- [WORK ORDER]: Could you output the entries that follow exactly, omitting any pictures they contain?

- [RECORDS SHOWN]:
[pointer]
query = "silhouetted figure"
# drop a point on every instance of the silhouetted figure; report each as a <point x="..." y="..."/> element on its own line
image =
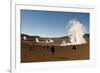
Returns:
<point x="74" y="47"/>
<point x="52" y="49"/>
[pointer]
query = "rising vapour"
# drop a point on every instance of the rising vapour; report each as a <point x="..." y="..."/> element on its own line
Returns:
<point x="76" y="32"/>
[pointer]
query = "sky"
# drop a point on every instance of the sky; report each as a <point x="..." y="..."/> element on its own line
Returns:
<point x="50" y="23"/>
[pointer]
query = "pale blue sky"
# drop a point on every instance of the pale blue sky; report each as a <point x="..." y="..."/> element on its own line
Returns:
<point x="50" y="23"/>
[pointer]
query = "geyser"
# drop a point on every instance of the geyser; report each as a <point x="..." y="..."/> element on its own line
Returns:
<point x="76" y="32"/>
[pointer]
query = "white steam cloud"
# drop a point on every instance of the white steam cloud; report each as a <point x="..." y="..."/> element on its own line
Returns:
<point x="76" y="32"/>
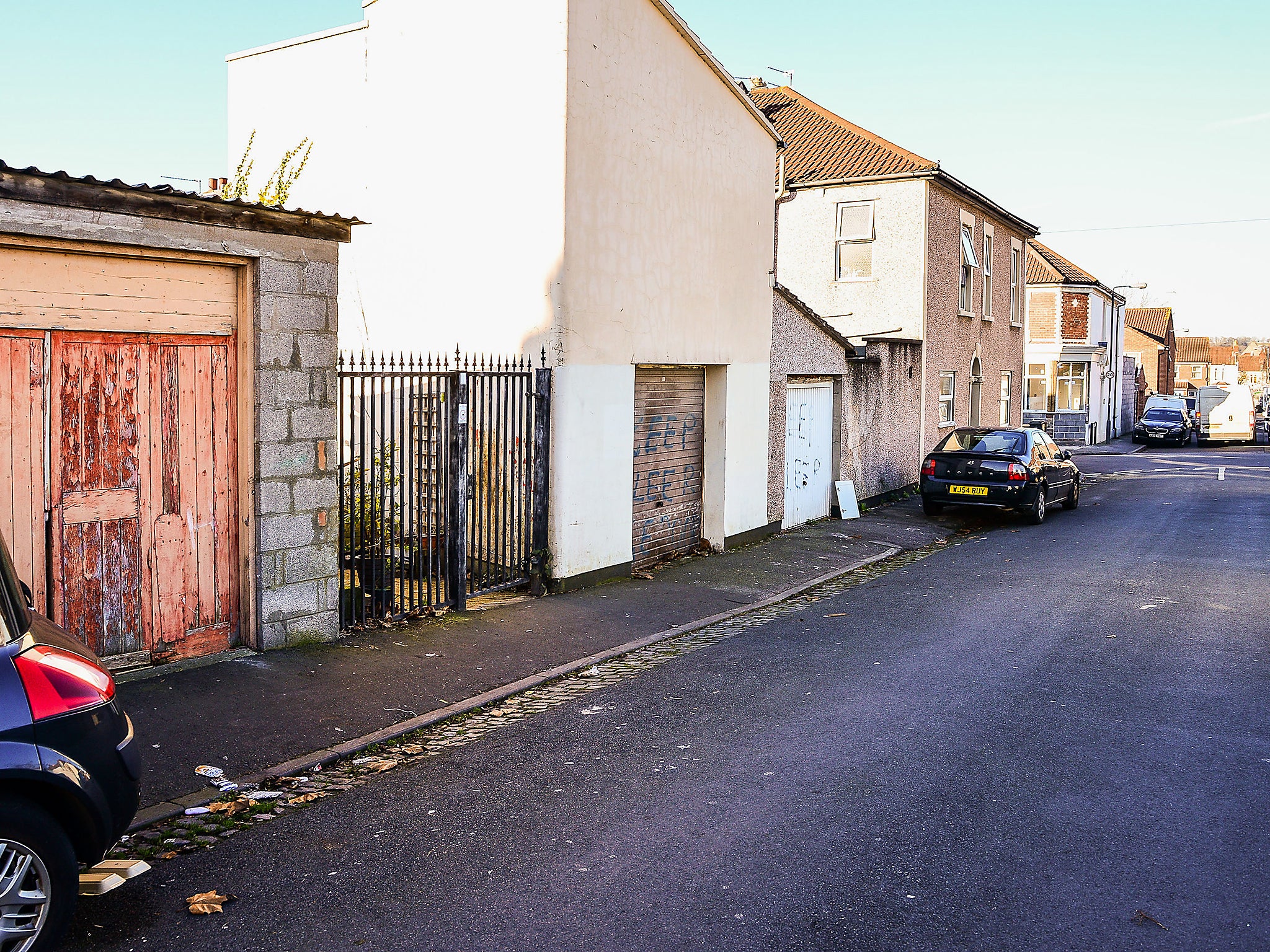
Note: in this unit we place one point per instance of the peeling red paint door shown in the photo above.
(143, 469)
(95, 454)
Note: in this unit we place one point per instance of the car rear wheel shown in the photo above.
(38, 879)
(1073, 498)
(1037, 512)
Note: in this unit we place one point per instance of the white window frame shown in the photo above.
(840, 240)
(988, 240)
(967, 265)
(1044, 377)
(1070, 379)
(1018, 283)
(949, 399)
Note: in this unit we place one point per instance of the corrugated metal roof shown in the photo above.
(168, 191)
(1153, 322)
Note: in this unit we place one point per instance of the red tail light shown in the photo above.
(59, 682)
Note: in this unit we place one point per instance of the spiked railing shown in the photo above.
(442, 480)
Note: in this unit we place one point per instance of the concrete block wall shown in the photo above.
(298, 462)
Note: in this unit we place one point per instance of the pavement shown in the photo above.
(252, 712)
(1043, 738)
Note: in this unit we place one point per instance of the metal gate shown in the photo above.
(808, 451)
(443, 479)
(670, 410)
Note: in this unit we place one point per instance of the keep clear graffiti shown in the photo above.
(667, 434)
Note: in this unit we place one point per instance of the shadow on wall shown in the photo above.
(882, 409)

- [EXERCISE RESULT]:
[pointer]
query = "silhouetted figure"
# drop a point on every instance of the silhouetted figure; report each as a <point x="..." y="..."/> element on its own line
image =
Returns:
<point x="74" y="47"/>
<point x="52" y="49"/>
[pointer]
query = "rising vapour"
# drop a point on every instance of the rising vapour; report each as a <point x="..." y="..."/> element on its own line
Returns:
<point x="76" y="32"/>
[pointer]
query = "sky"
# drop a point on every instance of the sky; report each as a <point x="..." y="..."/> element on its own line
Returns:
<point x="50" y="23"/>
[pointer]
query = "pale blue sky"
# drop a point on every instance of the pale blue sky; report each as a <point x="..." y="..."/> element on its own line
Returns:
<point x="50" y="23"/>
[pointer]
query = "geyser"
# drop a point on every instance of the geyser; report each as a <point x="..." y="..."/> element on its own line
Returns:
<point x="76" y="32"/>
[pointer]
query = "white steam cloud"
# drop a point on every instance of the white steam cloud; report each as a <point x="..." y="..."/> element on its own line
Returns:
<point x="76" y="32"/>
Note: in this unit we place one point per instance of the peeling red paint door shown in the photo above.
(143, 469)
(95, 454)
Note: in this unit we place one point per instance of the car rear wheel shown in the photo above.
(38, 879)
(1073, 498)
(1037, 512)
Note: in this unit we place one point per instance of the white window frame shown in the photo above.
(840, 240)
(988, 240)
(967, 265)
(1044, 377)
(1070, 379)
(1018, 283)
(949, 399)
Note: in this unit we place one point per instance of the corrugated metal roof shown in the photo above.
(168, 191)
(1153, 322)
Note: in this unit we place one point per instance of the red tail light shown in the photo above.
(59, 682)
Note: in this unit we place one point per instance of the spiked railing shown in the photo above.
(442, 480)
Note: in this unit we place one point per instance of the concrete block wall shown in the photo above.
(298, 462)
Note: in this unit we place one point per instance of the pavement shown in the photo above.
(252, 712)
(1043, 738)
Note: in this unit we place one point per instance of the metal gate shown in the photo above.
(808, 451)
(443, 479)
(670, 410)
Note: in this unit we place one point per instance of the keep clear graffiti shown in the photo above.
(667, 434)
Note: in this unit we place one point per instance of the shadow on wall shown in the photo above.
(882, 409)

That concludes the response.